**** ВЫБРАННЫЙ ОТРЫВОК ****

Русский человек не входит в контакт с природой, отношение к которой, по мнению М. Пивиньской, можно описать как чувство и как веру. Соприкасаясь с природой, русский не заглядывает в недоступную для него бесконечность [Piwińska, 1989, 568]. Его образ не получает положительных смысловых коннотаций, связанных с природой, так как соприкосновение с ней превращает русского в зверя или растение Севера: «Spijcie spokojnie jak zwierzęta głupie» [Mickiewicz, 1893, 233]. Природа к человеку, таким образом, не приближена. Смыкаясь с ним, она утрачивает свой истинный облик и служит только источником для обширного ряда сравнений. Встретившись с человеком, природа лишается самостоятельности и остается культурным кодом, с помощью которого поэт создает образы русских, черпая образы из мира растений, животных, насекомых. Они примечательны тем, что реальные природные очертания в них лишь едва проступают. Уподобляя человека природе, Мицкевич выбирает из мира природных образов те, которые наделены отрицательными смысловыми коннотациями как в народной мифологии, так и в повседневных бытовых представлениях. Поэт сближает растительный и животный мир с человеком в резко негативном аспекте. Так он создает портрет русского, рассматривая его как особое, невиданное существо, отмечая его силу и безучастность. Для этого Мицкевич дополняет природный код пространственными образами.

«Rozległe barki», «szeroka pierś», «otyły kark» явно не входят в ряд положительных признаков и свидетельствуют о могучем и бездушном человеке. Его глаза, «wielkie i czyste» – это никак не «зеркало души». Они застыли и равнодушно смотрят на мир – «Nigdy zgiełk duszy / Niezwykłym rzutem źrenic nie poruszy» [Там же, 205]. Здесь вдруг происходит мгновенное сближение человека и города – глаза русского подобны его городам, в которых нет души, а есть только порядок. В данном случае его хаотичность на время забывается. Затем Мицкевич обращается к пространственным измерениям. Русские лица подобны их земле – пустой, открытой и дикой: «Twarz każdego jest jak ich kraina, / Pusta, otwarta i dzika równina, / Wszedłszy do środka, – puste i bezludne» [Там же].

Так человек приобретает основные признаки пространства – открытость и пустоту. Огонь души не тронул русских лиц, не оставил на них морщин. Ничто не отложилось на них. На лицах же людей Запада и Востока отпечаталась череда событий, печалей и надежд, ставших своеобразным памятником народа. Точно так же описывается, как мы уже сказали, и русская история.

****

▸ ЗАДАНИЕ 1: Повторите без изменений часть отрывка об образе русских у Мицкевича: начните с места, где стоят слова «Так человек приобретает», и остановитесь после слов «и русская история.».
▸ ЗАДАНИЕ 2: Подхватите рассуждение отрывка об образе русских у Мицкевича и продолжите текст после его последнего предложения.
Следующие строки взяты из другого источника.

**** ПРЕДОСТАВЛЕННЫЕ ДАННЫЕ ****

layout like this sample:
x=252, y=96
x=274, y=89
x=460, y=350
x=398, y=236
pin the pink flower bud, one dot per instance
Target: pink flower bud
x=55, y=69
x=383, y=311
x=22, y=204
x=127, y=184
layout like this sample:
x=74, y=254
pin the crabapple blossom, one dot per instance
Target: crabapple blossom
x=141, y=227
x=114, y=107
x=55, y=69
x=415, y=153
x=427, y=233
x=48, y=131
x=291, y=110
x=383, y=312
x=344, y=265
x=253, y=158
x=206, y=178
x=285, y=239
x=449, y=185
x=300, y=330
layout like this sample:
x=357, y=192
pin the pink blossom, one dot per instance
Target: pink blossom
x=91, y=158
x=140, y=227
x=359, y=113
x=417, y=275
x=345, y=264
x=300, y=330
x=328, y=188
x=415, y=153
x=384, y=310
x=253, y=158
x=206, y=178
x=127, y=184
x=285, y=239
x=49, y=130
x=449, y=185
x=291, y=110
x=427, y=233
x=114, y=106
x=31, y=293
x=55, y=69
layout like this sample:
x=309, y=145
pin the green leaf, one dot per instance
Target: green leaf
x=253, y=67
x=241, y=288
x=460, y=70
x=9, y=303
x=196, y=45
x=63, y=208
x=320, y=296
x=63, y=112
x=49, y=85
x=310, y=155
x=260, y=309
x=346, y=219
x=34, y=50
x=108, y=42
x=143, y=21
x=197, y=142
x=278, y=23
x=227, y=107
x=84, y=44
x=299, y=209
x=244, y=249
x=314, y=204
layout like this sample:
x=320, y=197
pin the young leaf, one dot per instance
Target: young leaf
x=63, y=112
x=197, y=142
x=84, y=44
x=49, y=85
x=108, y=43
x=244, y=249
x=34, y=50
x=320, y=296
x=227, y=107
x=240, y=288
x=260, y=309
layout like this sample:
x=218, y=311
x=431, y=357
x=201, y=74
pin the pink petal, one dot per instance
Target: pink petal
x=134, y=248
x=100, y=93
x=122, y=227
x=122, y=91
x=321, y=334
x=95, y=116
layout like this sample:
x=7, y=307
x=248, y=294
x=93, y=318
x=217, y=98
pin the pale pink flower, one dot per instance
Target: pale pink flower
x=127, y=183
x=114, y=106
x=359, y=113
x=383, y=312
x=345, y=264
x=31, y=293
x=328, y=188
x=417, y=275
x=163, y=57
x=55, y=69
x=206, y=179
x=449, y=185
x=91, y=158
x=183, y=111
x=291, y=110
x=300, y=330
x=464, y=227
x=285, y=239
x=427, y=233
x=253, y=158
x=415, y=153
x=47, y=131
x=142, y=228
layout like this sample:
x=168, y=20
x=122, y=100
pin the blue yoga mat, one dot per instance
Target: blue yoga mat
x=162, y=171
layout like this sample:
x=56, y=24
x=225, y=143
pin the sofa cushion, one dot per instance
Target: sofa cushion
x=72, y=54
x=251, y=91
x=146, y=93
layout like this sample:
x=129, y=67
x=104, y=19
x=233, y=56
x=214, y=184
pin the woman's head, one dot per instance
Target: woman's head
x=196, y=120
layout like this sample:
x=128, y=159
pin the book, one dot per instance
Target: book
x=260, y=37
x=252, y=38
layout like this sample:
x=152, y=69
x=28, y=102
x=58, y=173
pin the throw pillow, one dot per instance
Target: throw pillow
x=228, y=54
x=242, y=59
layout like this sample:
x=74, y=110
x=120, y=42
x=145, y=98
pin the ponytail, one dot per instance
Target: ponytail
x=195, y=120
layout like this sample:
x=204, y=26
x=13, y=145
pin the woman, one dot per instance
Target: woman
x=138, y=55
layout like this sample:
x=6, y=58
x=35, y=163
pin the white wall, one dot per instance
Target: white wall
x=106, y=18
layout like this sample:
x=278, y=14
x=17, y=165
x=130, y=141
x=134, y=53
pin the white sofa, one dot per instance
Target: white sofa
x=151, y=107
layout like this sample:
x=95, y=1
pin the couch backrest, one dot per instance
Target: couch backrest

****

▸ ПИСЬМЕННЫЙ ОТВЕТ 1:
Так человек приобретает основные признаки пространства – открытость и пустоту. Огонь души не тронул русских лиц, не оставил на них морщин. Ничто не отложилось на них. На лицах же людей Запада и Востока отпечаталась череда событий, печалей и надежд, ставших своеобразным памятником народа. Точно так же описывается, как мы уже сказали, и русская история.

▸ ПИСЬМЕННЫЙ ОТВЕТ 2:
Обращаясь к природному коду, Мицкевич детализирует его и разлагает на составляющие. Для описания внешнего вида человека пригодны трава, злаки, овощи: «Jak kłosy w jednym uwiązane snopie, /Jako zielone na polu konopie <…> Jak pod liściami ogórki na grzędach» [Там же, 218], «Zielone mundury, /Jak trawy, w które ubera się łąka» [Там же, 220]. Из мира животных и птиц вырастает множество сравнений, образующих развернутые фигуры перечисления, построенные с чисто барочной последовательностью. Они нацелены на создание образов движения.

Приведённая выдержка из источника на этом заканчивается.